## WHAT IS BEING ASKED
Please retype the records below exactly as they appear, but leave out the pictures.

[Start of section]

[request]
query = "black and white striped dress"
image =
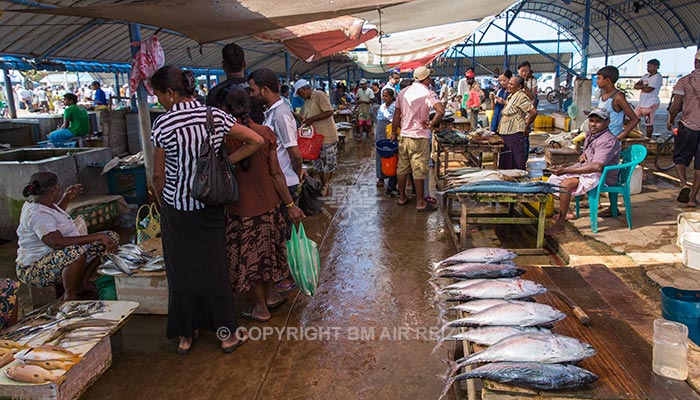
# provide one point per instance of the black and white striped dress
(194, 236)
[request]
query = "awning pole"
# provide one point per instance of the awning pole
(142, 105)
(9, 94)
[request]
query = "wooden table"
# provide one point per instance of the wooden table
(525, 200)
(620, 331)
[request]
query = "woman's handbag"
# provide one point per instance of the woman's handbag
(309, 143)
(215, 179)
(147, 227)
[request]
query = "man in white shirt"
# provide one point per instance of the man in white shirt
(264, 86)
(649, 101)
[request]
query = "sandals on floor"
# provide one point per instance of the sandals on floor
(248, 313)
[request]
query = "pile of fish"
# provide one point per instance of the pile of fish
(499, 186)
(131, 259)
(521, 350)
(37, 364)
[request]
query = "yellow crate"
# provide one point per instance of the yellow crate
(544, 121)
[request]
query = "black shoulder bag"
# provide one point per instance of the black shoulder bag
(215, 179)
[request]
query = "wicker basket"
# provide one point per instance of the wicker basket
(98, 216)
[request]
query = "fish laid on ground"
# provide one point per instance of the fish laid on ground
(480, 271)
(529, 375)
(47, 353)
(506, 289)
(52, 364)
(547, 348)
(32, 374)
(521, 314)
(479, 255)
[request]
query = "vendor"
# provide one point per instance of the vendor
(51, 248)
(75, 121)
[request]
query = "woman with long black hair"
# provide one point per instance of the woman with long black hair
(194, 241)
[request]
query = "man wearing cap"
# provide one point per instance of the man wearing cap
(687, 143)
(649, 101)
(364, 98)
(600, 149)
(412, 116)
(318, 112)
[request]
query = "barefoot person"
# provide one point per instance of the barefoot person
(600, 149)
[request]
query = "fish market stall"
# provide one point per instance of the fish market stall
(58, 351)
(581, 338)
(516, 196)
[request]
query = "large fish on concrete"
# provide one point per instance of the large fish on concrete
(521, 314)
(479, 255)
(512, 288)
(547, 348)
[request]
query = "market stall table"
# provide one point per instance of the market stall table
(623, 361)
(534, 202)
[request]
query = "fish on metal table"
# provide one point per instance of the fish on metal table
(505, 288)
(521, 314)
(547, 348)
(479, 255)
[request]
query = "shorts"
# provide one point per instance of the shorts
(586, 182)
(328, 159)
(414, 155)
(47, 271)
(647, 113)
(686, 146)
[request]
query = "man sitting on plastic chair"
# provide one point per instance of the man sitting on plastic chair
(600, 149)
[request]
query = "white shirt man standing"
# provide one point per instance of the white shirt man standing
(649, 101)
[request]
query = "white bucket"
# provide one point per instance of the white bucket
(690, 243)
(687, 222)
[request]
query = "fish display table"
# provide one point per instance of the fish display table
(96, 358)
(620, 331)
(534, 202)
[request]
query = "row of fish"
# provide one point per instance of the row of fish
(131, 259)
(502, 315)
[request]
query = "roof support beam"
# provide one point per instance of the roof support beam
(544, 54)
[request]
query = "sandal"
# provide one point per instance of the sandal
(248, 313)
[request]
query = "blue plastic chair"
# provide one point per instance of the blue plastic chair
(631, 157)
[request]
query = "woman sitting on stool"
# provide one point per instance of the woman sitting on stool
(51, 248)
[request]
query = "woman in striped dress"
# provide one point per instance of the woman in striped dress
(194, 241)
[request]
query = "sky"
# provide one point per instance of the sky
(674, 62)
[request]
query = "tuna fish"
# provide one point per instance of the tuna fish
(547, 348)
(479, 255)
(479, 271)
(511, 314)
(513, 288)
(530, 375)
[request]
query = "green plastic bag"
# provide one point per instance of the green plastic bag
(304, 260)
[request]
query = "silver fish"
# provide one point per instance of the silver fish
(479, 255)
(479, 271)
(513, 288)
(547, 348)
(512, 314)
(120, 263)
(536, 376)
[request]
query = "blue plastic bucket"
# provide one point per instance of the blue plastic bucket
(682, 306)
(386, 148)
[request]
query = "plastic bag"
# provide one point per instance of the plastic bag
(309, 200)
(149, 226)
(304, 261)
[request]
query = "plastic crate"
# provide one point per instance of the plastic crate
(98, 216)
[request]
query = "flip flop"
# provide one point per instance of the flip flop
(277, 304)
(248, 313)
(428, 207)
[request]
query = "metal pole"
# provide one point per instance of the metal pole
(9, 94)
(586, 38)
(288, 67)
(142, 105)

[End of section]

## RESPONSE
[request]
query = "black and white striped dress"
image =
# provide one point per instance of the black and white striped dress
(194, 236)
[request]
query = "awning pole"
# provide one point per instance of the awning pole
(142, 105)
(9, 94)
[request]
query = "wooden table"
# provide one point per instance of the wooden table
(525, 200)
(620, 331)
[request]
query = "woman's handbag"
# provide one point per instance of the woman's handbag
(309, 143)
(215, 179)
(147, 227)
[request]
query = "man in white shirt"
# provide one point per instance of the man in white shirt
(264, 86)
(649, 101)
[request]
query = "sandals on floor"
# provide one point per instance of the sandals on floor
(248, 313)
[request]
query = "pile of fish"
# provide one point per instance of the pile of fish
(499, 186)
(131, 259)
(521, 350)
(37, 364)
[request]
query = "yellow crate"
# provide one point per instance of the yellow crate
(544, 121)
[request]
query = "black shoulder bag"
# provide one point per instance of the black shoulder bag
(215, 179)
[request]
query = "wicker basket"
# provide one point per instance of the wicker basket
(98, 216)
[request]
query = "fish laid on ground"
# provide one point per instance of the fish laid on ground
(480, 271)
(529, 375)
(47, 353)
(506, 289)
(52, 364)
(547, 348)
(32, 374)
(521, 314)
(479, 255)
[request]
query = "vendor"
# provide one point per instance of the vendor
(51, 248)
(75, 121)
[request]
query = "woman with long black hair"
# provide one point per instance of the woman with long black hair
(194, 241)
[request]
query = "man wearing cap"
# provide one point per instance of the man wearing cap
(687, 143)
(649, 101)
(364, 98)
(600, 149)
(412, 116)
(318, 112)
[request]
query = "barefoot person"
# provide one point per instance of the barefoot person
(600, 149)
[request]
query = "fish market stall"
# provide one point per instance of the fish market stall
(58, 351)
(581, 338)
(516, 196)
[request]
query = "large fish on concrete"
# provide one point per instance of the large fish on concrete
(521, 314)
(479, 255)
(512, 288)
(547, 348)
[request]
query = "market stall table"
# provide one point per instance of the market stall table
(623, 361)
(534, 202)
[request]
query = "fish on metal table"
# provide one point per instance of the fish on metal table
(505, 288)
(521, 314)
(547, 348)
(479, 255)
[request]
query = "shorts"
# provide one point per instance of the shorts
(586, 182)
(328, 159)
(414, 155)
(47, 271)
(647, 113)
(686, 146)
[request]
query = "man sitting on plastic chair"
# provide one point per instance of the man sitting on plastic chair
(600, 149)
[request]
query = "white shirt man standing"
# provide one point per instance of the white shirt man standing
(649, 101)
[request]
query = "white bucket"
# provide one point per instance of the white bucket
(690, 243)
(687, 222)
[request]
query = "fish display table"
# provide one point per instance of the fish display table
(96, 358)
(620, 331)
(534, 202)
[request]
query = "row of fish"
# provide one point per instance of the row of fish
(131, 259)
(502, 315)
[request]
query = "roof support beam"
# provide one point per instance of the roof support beam
(544, 54)
[request]
query = "sandal"
# provide one point per instance of the sandal
(248, 313)
[request]
query = "blue plastic chair"
# provide one point per instance of the blue plastic chair
(631, 157)
[request]
query = "woman sitting on stool"
# provide one point per instance of the woman sitting on stool
(51, 248)
[request]
query = "woman in striped dress"
# provide one point per instance of the woman in striped dress
(194, 241)
[request]
query = "sky"
# provide one point per instance of the sky
(674, 62)
[request]
query = "tuna fish"
# provide one point per instance of the tuna fish
(547, 348)
(479, 255)
(479, 271)
(511, 314)
(513, 288)
(530, 375)
[request]
query = "green plastic bag"
# provide one point per instance of the green plastic bag
(304, 260)
[request]
query = "silver fish"
# provide one point per instance of the silver fish
(479, 255)
(479, 271)
(513, 288)
(547, 348)
(512, 314)
(120, 263)
(536, 376)
[request]
query = "blue plastic bucket"
# provide one point per instance of the blue plastic bucket
(682, 306)
(386, 148)
[request]
query = "plastic bag"
# provide one point per instance of the plastic bag
(309, 200)
(149, 226)
(304, 261)
[request]
query = "plastic crate"
# provide one point per instance of the plastic crate
(98, 216)
[request]
query = "flip flop"
# provide one point per instance of the flip flop
(277, 304)
(248, 313)
(428, 207)
[request]
query = "metal pole"
# provide one point per instance of the metal pole
(9, 94)
(586, 38)
(288, 67)
(142, 105)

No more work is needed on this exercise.